**Recorded data:**
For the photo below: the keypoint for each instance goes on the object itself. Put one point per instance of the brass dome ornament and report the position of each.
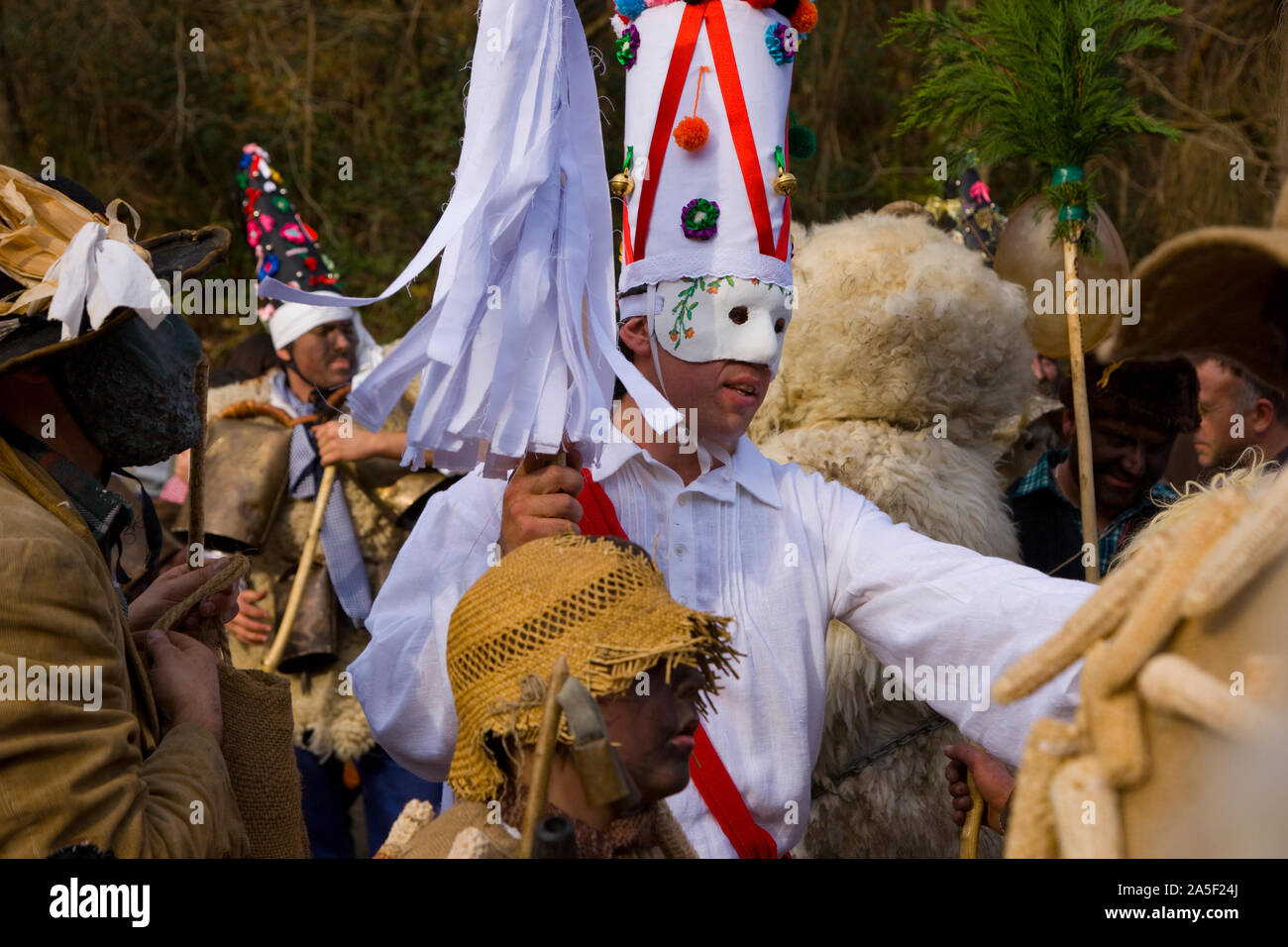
(1026, 257)
(622, 183)
(785, 183)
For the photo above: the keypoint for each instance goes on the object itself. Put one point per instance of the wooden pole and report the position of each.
(301, 575)
(544, 761)
(1081, 411)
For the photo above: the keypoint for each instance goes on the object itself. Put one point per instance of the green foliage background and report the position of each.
(111, 90)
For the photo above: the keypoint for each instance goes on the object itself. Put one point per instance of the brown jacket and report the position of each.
(68, 775)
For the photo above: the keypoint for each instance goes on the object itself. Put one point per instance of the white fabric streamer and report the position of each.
(518, 350)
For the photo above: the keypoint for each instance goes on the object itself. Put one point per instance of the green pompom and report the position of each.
(802, 142)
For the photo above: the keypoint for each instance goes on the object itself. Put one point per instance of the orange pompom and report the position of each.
(691, 133)
(805, 17)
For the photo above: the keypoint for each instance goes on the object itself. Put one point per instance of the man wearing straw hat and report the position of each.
(101, 748)
(600, 603)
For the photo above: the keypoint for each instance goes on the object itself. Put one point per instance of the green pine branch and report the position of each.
(1016, 80)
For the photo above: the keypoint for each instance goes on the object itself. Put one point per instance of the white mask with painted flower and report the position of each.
(717, 318)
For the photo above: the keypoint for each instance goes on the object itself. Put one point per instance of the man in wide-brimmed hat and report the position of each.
(97, 373)
(649, 661)
(1220, 294)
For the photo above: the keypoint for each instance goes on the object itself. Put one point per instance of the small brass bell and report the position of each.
(621, 184)
(785, 183)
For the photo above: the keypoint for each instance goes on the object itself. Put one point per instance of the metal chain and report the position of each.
(862, 763)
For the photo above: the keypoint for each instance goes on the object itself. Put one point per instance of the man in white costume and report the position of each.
(704, 302)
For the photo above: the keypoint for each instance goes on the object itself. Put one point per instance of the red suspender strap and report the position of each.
(597, 517)
(706, 770)
(717, 789)
(682, 55)
(739, 124)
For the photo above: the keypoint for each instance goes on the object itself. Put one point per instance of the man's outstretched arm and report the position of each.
(960, 617)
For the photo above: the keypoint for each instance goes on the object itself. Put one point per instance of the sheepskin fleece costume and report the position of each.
(320, 703)
(905, 359)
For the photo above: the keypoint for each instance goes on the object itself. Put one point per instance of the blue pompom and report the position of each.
(630, 8)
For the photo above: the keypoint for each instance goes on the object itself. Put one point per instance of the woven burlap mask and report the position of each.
(596, 600)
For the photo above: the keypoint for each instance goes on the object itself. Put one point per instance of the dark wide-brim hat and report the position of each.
(1218, 290)
(37, 223)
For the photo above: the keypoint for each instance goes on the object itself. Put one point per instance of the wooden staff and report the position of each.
(301, 575)
(970, 827)
(539, 787)
(1081, 411)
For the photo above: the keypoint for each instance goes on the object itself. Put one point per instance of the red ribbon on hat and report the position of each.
(739, 125)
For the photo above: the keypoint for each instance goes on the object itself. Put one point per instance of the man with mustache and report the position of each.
(1137, 408)
(321, 352)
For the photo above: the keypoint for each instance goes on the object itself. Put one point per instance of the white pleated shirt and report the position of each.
(781, 552)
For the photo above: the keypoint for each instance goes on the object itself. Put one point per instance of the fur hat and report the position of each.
(1162, 394)
(901, 324)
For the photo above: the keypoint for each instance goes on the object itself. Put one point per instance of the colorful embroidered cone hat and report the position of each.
(287, 249)
(69, 269)
(596, 600)
(706, 248)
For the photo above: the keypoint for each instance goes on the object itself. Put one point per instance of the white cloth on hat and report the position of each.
(97, 274)
(518, 348)
(781, 552)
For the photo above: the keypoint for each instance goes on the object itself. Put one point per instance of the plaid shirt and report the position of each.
(104, 513)
(1041, 476)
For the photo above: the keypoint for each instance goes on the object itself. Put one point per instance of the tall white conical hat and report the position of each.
(706, 223)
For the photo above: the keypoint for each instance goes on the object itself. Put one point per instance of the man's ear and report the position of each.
(1262, 416)
(634, 335)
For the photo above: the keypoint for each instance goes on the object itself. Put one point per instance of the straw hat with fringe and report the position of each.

**Task item:** I would like the data copied exactly as it stands, with no pictures included.

**Solution to this task:**
For the photo below: the keypoint for each instance goes on the object itself. Put one point per instance of the brass dome ornament and report the position of each.
(1026, 257)
(622, 183)
(785, 183)
For the photo above: the keypoint for each instance goes on the object itself. Put one point per instance of the wooden pole and report the position of each.
(301, 575)
(544, 761)
(1081, 411)
For the photo above: the keypoint for each instance goes on the object itself. Put one point per instance of the green foliage background and report the position of each.
(111, 90)
For the photo above: the keypoint for each instance goes on the object itself. Put one point per instance of the brown jacket and report the position of each.
(68, 775)
For the photo above: the keypoint for each instance goes on the object itself. Put one point per instance of the white fabric streamer and report the position of each.
(518, 350)
For the photo above: the keypoint for each instance goes on the object itself. Put one point per instance of the green pompom and report the position of each.
(802, 142)
For the photo above: the keypoint for each instance goes on the object itself. Put one point per instance of the orange pompom and report the position of each.
(691, 133)
(805, 17)
For the photo above: the keypoint for each instance goes on the object itself. Put one point per instance of the man wearing straw hat and report the position of each.
(101, 748)
(600, 603)
For the photo above: the keypoint for each instance goes on the object itself. Put one point per instance of the green pine branch and report the position of each.
(1016, 80)
For the photo above: the keypoint for each instance goes on the object itself. Put one point per instance of the white mask with painted flower and report the position of each.
(717, 318)
For the photo above: the keypoint for each instance goes on the object itself. Put one point per instance of the man in wide-brimmed hat and report the position of each.
(97, 373)
(649, 661)
(1220, 294)
For the photo above: the keypoint for each instance goes on the object itself. Put one point per instance of the small brass bell and report the position of each.
(621, 184)
(785, 183)
For the photo above: the keypoint for each instance goes on the object itself. Put one point per instance of the metal chain and report the position of each.
(862, 763)
For the photo above: the keypoint for each instance goes on the object itself. Put one point per instance of the man in white costume and report the position of each.
(704, 302)
For the photo above: the keypoint for each instance goes on the object itself. Put one point per instance of the red suspender strap and report the position of each.
(597, 517)
(706, 770)
(717, 789)
(682, 55)
(739, 124)
For the photo above: the keypoint for each instance goes on the object itself. Put one point per instance of the man's outstretched arm and report the position of each.
(960, 617)
For the photo above: the keypoint for each instance goes on the object itself. Put one point per instance of the sheepskin fleece costume and report the position of each.
(320, 703)
(905, 359)
For the photo above: the keypoint for each instance goes on the object itself. Put one point per instance of the blue pompom and report the position of each.
(630, 8)
For the photo above: the keypoint for each instance goes on the object itself. Put one point per instance of the woven burlap mask and report the position of each.
(596, 600)
For the photo above: the keypoint for each instance goes on the object itself. Put one point per instance of the dark wide-brim hat and report the position of each.
(1218, 290)
(37, 223)
For the photo above: the keypoint for each instance goes on the object itself. Put one point per instance of the wooden staff and report the position of each.
(301, 575)
(970, 827)
(539, 787)
(1081, 411)
For the photo above: the keypoint for each instance goes on the object itself. Put one point per instance of the red ribbon on hat and report the position of each.
(739, 125)
For the photo above: the keypoint for each instance goes on the object itself. Put one point per instance of the man with mustache and report the position of each.
(1137, 408)
(321, 352)
For the photo above: the keypoint for each instance goes on the object itself. Put one point per instance of the white pleated shirt and report the position of each.
(781, 552)
For the photo above: the keypoint for each instance goes on the object itself. Put one point per instance of the fur hat and report the position of each.
(1162, 394)
(901, 324)
For the photo above: the keypoint for each instance goes on the object itself. Put one point per instance of the colorful embroidered cone hat and report the position of each.
(287, 249)
(69, 269)
(596, 600)
(706, 248)
For the photo above: the keypoint for each instance goes on the object itself. Put one point per instance of the white cloth on hat and report the position of each.
(97, 274)
(518, 348)
(781, 552)
For the photo above: the keypoint for each instance goes on the object itself. Put one point per instance of the plaid shirt and report the position of each.
(104, 513)
(1041, 476)
For the photo above: the keypoint for each instance goes on the object itself. Put one point per instance of the tall white conical hat and report the position of each.
(706, 223)
For the photo above: the keypoint for each instance goes on the object itself. Put one point per instance of the man's ear and report the position of each.
(1262, 416)
(634, 335)
For the photo above: the keypoint for each instance goes on the object itself. Put one point per instance of the straw hat with fringe and report the position of each.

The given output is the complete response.